#### Work order
Work out the number of lines that hold "grille" in the listing, and give that number with no other text.

#### Entries provided

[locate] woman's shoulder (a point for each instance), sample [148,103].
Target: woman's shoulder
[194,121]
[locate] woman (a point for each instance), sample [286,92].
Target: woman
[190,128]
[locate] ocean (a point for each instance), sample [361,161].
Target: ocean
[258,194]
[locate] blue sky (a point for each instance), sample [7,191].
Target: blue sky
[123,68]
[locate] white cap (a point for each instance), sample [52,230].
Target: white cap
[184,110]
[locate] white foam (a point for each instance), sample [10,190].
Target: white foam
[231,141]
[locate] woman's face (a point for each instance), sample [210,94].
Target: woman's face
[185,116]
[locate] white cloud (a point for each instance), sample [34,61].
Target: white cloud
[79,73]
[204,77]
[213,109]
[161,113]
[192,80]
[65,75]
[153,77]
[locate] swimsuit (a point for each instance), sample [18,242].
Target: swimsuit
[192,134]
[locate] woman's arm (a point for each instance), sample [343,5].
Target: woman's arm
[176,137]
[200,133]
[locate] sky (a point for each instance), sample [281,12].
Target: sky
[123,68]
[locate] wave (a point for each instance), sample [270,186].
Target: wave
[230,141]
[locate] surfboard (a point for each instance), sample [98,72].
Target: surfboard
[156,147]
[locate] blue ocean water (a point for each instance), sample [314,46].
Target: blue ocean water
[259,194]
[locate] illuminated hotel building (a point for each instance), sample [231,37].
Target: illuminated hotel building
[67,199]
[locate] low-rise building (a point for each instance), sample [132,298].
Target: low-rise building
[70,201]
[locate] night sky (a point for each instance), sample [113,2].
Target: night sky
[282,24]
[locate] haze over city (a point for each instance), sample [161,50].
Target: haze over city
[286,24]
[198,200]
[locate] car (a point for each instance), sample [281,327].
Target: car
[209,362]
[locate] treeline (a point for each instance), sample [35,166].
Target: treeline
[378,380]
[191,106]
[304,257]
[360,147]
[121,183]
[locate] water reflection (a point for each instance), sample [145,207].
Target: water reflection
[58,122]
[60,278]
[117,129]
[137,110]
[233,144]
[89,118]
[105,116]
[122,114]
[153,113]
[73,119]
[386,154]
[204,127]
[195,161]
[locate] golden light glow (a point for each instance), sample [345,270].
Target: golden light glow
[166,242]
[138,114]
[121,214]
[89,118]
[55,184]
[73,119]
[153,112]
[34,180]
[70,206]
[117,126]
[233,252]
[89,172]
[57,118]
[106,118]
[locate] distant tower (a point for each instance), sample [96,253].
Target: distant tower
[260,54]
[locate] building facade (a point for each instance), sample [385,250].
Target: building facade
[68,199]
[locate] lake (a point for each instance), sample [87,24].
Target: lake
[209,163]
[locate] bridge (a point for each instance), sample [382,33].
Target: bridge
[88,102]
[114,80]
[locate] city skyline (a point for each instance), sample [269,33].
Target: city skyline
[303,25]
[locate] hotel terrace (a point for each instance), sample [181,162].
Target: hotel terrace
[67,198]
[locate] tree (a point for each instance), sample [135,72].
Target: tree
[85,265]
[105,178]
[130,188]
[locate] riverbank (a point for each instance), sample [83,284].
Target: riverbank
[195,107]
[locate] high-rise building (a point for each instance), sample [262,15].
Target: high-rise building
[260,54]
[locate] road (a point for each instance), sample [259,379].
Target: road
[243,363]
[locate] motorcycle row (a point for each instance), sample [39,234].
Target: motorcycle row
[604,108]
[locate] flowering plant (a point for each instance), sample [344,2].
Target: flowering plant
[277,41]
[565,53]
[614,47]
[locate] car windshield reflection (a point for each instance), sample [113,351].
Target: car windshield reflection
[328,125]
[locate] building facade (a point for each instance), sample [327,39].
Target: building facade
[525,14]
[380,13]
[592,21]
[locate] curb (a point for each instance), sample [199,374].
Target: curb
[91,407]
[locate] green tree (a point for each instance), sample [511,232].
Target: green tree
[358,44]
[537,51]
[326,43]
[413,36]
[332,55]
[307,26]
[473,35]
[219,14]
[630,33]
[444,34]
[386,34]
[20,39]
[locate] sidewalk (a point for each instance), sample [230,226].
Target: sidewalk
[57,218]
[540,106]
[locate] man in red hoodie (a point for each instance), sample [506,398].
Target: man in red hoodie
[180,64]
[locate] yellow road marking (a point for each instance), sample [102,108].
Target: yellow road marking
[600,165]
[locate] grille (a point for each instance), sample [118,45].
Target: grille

#### Task response
2